EXTRACT PROVIDED:
• • • •

FAQs About Opioids
What are opioids?
You may have heard people talking about opioids and not even realized it. Oxy, Percs, and Vikes are all slang terms for opioid pills.
Opioids are naturally found in the opium poppy plant. Some opioid medications are made from this plant while others are made by scientists in labs. Opioids have been used for hundreds of years to treat pain, cough, and diarrhea.
What are the most commonly used opioids?
The most commonly used prescription opioids are oxycodone (OxyContin®), hydrocodone (Vicodin®), codeine, and morphine. Heroin is an opioid, but it is not a medication. Fentanyl is a powerful prescription pain reliever, but it is sometimes added to heroin by drug dealers, causing doses so strong that people are dying from overdoses.
How do opioids work?
Only 1 in 100 young adults between the ages of 12 and 17 currently misuse prescription opioids.1
Your brain is full of molecules called receptors that receive signals from other parts of the body. Opioids attach to receptors on nerve cells in the brain, spinal cord, and other organs. This allows them to block pain messages sent from the body to the brain, which is why they are prescribed for serious injuries or illnesses.

• • • •

[Point localization data]

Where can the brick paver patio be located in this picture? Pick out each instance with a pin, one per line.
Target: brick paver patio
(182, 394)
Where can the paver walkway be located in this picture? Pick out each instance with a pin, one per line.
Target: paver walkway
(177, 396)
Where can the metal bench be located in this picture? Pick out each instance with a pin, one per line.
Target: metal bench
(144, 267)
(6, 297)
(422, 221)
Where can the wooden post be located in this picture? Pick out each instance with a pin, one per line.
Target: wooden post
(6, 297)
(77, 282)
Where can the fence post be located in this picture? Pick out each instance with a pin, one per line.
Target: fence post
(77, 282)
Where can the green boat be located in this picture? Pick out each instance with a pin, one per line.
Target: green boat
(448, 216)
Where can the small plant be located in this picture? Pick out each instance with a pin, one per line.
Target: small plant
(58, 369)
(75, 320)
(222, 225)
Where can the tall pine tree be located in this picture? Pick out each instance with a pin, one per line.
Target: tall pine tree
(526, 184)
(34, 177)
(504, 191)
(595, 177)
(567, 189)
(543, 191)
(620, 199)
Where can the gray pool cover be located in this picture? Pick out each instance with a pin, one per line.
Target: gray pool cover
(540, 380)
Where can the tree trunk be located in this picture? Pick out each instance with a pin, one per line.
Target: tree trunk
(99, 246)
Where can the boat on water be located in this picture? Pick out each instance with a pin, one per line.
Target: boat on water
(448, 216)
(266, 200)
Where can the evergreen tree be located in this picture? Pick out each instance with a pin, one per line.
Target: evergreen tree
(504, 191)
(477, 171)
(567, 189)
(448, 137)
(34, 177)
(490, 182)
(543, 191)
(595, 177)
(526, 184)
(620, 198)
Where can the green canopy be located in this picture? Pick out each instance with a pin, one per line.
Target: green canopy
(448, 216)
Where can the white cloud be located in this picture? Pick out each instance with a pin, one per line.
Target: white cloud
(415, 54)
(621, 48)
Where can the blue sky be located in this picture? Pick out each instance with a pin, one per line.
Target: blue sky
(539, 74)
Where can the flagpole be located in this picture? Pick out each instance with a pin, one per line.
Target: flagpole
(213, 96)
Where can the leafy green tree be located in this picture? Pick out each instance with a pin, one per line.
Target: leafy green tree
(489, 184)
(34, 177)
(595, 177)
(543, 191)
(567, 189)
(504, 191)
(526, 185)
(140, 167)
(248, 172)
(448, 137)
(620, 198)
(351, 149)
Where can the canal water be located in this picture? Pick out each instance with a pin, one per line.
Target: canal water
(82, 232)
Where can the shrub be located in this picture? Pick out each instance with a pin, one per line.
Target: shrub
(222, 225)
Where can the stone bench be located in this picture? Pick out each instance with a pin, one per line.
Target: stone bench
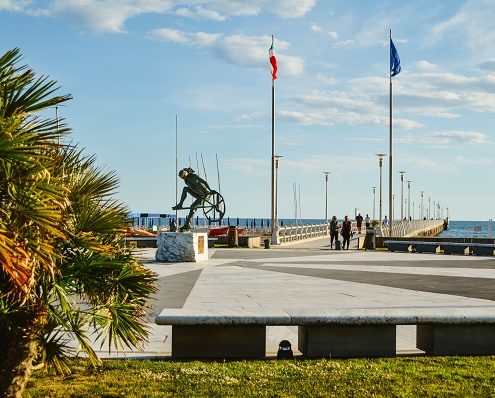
(426, 247)
(455, 248)
(482, 249)
(223, 333)
(339, 332)
(398, 245)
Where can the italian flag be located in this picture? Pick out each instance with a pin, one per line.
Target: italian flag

• • • •

QUESTIONS:
1: Answer these questions using the opioid FAQ:
(a) Which three conditions have opioids been used to treat for hundreds of years?
(b) Which opioid does the text say is not a medication?
(c) Where in the body do opioids attach to receptors on nerve cells?
2: Resume the opioid FAQ by writing the passage that follows its last sentence.

ANSWERS PER TASK:
1:
(a) Pain, cough, and diarrhea.
(b) Heroin.
(c) In the brain, spinal cord, and other organs.

2:
When the opioids attach to the receptors, they also cause a large amount of dopamine to be released in the pleasure centers of the brain. Dopamine is the chemical responsible for making us feel reward and motivates our actions. The dopamine release caused by the opioids sends a rush of extreme pleasure and well-being throughout the body.
What are the health effects of opioids on the brain and body?
57% of 12- to 17-year olds who misused prescription opioids got them from a friend or relative.1
In the short term, the release of dopamine into your body can make some people feel really relaxed and happy. But it can also cause more harmful effects, like extreme sleepiness, confusion, nausea, vomiting, and constipation. Over time, opioids can lead to insomnia, muscle pain, heart infections, pneumonia, and addiction.
What is prescription opioid misuse?
- Taking your prescription in ways other than instructed, like taking more than your prescribed dose or taking it more often
- Getting and using prescription pills from a friend or family member, even if it’s for a real medical condition
- Taking prescription drugs to get high
- Mixing prescription opioids with alcohol or other drugs
I have an opioid prescription from my doctor; so, they can’t be that bad, can they?Prescription opioids are used to treat severe pain. People who have major surgeries including dental work, serious sports injuries, or cancer are sometimes prescribed these pills to manage their pain. When taken as prescribed, opioids are relatively safe and can reduce pain in the short term. But if a person misuses the drug and doesn’t take them as prescribed, opioids can have dangerous consequences.
Is it safe to take my friend’s prescription opioids if I get hurt playing soccer?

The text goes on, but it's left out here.